● **Problem description**
Copy the lines below word for word.

Items from a dataset:
───

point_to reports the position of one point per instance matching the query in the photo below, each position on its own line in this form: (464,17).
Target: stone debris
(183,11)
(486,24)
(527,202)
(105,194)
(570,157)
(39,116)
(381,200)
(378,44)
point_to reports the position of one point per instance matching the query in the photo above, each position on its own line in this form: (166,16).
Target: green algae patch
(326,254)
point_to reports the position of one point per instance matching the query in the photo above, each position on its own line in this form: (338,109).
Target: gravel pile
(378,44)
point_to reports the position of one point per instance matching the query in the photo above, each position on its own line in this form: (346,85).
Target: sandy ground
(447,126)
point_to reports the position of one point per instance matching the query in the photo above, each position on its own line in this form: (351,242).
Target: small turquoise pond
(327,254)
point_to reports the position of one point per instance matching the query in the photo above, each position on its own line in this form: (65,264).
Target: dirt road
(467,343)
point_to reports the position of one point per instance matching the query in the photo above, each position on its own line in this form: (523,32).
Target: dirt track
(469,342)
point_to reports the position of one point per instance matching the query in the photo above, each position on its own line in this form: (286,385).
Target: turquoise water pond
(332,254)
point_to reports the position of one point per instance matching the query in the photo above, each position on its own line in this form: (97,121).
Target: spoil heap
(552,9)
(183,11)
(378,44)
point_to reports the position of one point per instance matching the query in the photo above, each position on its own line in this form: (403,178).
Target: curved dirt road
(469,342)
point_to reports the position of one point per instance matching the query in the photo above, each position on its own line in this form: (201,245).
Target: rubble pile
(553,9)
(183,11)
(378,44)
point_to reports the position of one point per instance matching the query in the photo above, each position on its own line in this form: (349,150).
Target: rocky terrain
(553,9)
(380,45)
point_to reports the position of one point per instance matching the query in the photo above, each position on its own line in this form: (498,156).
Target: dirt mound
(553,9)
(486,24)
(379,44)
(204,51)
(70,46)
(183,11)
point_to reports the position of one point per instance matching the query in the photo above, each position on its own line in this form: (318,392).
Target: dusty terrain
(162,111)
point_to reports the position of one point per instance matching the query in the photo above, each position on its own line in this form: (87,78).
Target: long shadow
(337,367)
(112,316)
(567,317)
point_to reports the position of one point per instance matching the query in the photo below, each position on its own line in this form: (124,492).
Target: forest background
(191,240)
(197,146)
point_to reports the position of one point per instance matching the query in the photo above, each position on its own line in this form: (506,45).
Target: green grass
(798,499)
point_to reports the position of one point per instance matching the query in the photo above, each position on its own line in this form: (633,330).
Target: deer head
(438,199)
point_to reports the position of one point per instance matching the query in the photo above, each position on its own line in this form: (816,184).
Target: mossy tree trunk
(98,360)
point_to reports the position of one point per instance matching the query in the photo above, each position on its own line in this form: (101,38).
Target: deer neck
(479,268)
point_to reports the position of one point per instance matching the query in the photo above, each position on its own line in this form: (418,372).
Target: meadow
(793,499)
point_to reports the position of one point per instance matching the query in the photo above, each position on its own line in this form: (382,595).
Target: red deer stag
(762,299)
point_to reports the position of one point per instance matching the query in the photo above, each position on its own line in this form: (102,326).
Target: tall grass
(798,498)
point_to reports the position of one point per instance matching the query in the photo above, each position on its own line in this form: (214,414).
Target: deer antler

───

● **Task response**
point_to reports the position of one point per instance matching the query in the photo below, each position on its own line in this form: (464,17).
Target: stone debris
(183,11)
(486,24)
(527,202)
(105,194)
(570,157)
(39,116)
(381,200)
(378,44)
point_to reports the position of one point per instance matching the query in the photo above, each position on its own line in this form: (166,16).
Target: green algae patch
(326,254)
point_to reports the position of one point per instance matching the query in the photo above, each position on its own line in this form: (338,109).
Target: gravel pile
(378,44)
point_to reports the position of one point per instance matching the query in the photo above, each position on its own line in this form: (346,85).
Target: sandy ground
(447,126)
point_to reports the position of one point per instance matching the query in the photo above, each position on its own line in this form: (351,242).
Target: small turquoise pond
(327,254)
point_to reports the position of one point per instance matching the query in the photo above, each position on its own line in this form: (65,264).
Target: dirt road
(467,343)
point_to reports the position of one point per instance matching the query in the photo above, each position on its own line in this form: (523,32).
Target: dirt track
(469,342)
point_to reports the position of one point per instance matching the query in the photo above, each position on its own line in this form: (286,385).
Target: turquoise water pond
(332,254)
point_to reports the position of one point per instance matching the query in the photo above, each position on its own line in this form: (97,121).
Target: spoil heap
(552,9)
(183,11)
(378,44)
point_to reports the position of one point per instance matching the query in the photo above, each position on its own line in this form: (403,178).
Target: curved dirt road
(469,342)
point_to reports the position of one point per instance matching the query in the photo above, each position on its own line in this form: (201,245).
Target: rubble pile
(553,9)
(183,11)
(378,44)
point_to reports the position of one point per instance matching the query in the photo above, each position on its own line in this form: (349,150).
Target: rocky terrain
(553,9)
(380,45)
point_to reports the position of one point per instance matching the query in the photo above, each position on its own line in this form: (498,156).
Target: dirt mound
(553,9)
(486,24)
(379,44)
(204,51)
(70,46)
(183,11)
point_to reports the position of one point per instance matching the query in the photo above, each position on its own line in this form: (318,392).
Target: dusty terrain
(162,111)
point_to reports the position of one point per instance matching the query in the photo above, each position on its own line in this form: (87,78).
Target: long shadow
(337,367)
(112,316)
(567,317)
point_to reports the position of one point per instance matching the query in the photo below, each position on its own line in this form: (124,492).
Target: forest background
(191,240)
(197,146)
point_to reports the position of one point per instance matching the query in the photo above, each position on its own line in this form: (506,45).
Target: green grass
(798,499)
point_to reports the position of one point per instance matching the query in the photo above, each position on its own line in this form: (633,330).
Target: deer head
(438,199)
point_to reports the position of one point per instance matching the query in the photo above, each position on its own line in this form: (816,184).
Target: mossy tree trunk
(98,360)
point_to reports the position of one point per instance matching the query in the photo above, each position on its own line in this form: (101,38).
Target: deer neck
(479,268)
point_to reports the position of one point per instance matching the query in the photo above, each position on its own line in this form: (418,372).
Target: meadow
(793,499)
point_to reports the position of one point per instance matching the query in the photo above, each position on its own line in this form: (382,595).
Target: red deer stag
(762,299)
point_to reports the position of one point per instance matching the query in the photo above, each position on its own line in this form: (102,326).
Target: tall grass
(798,498)
point_to reports the position of one point per instance matching the query in the photo above, each position on its own line in this form: (214,414).
Target: deer antler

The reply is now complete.